DESCRIPTION OF THE TASK -> Copy the records below exactly, omitting any pictures they contain.

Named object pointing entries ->
============================================================

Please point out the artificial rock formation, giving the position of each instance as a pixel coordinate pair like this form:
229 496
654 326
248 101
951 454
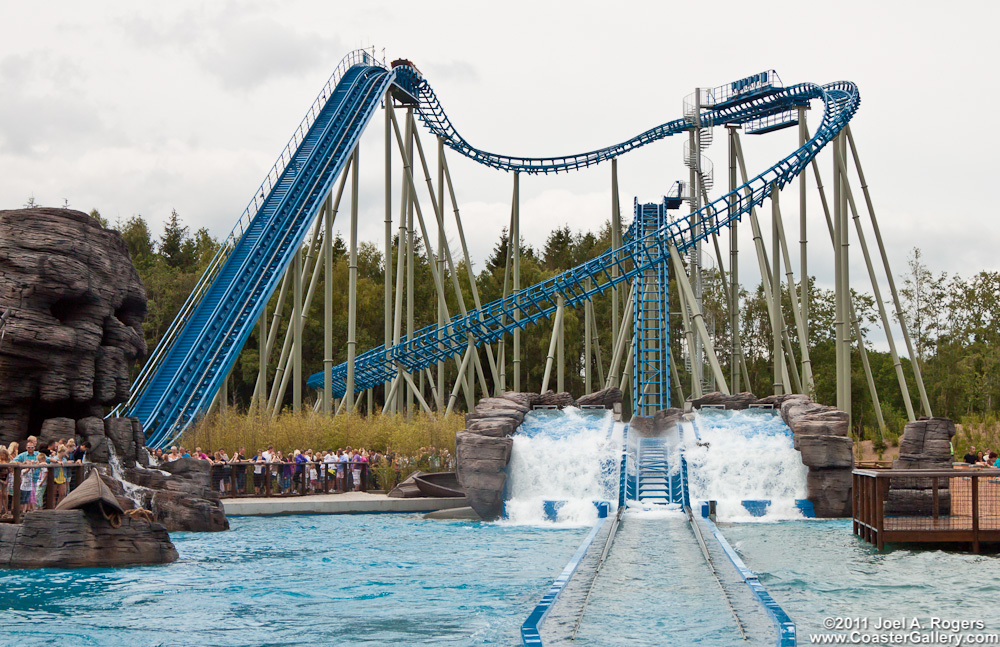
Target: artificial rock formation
483 448
820 434
75 307
926 444
82 539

============================================================

RIGHT ANSWER ->
Please point out the artificial rock formation, giving the position of each instance as a pixel coordinate pair like this form:
229 496
654 326
248 101
951 454
Target: artificial rock formation
483 448
820 434
75 307
926 444
82 539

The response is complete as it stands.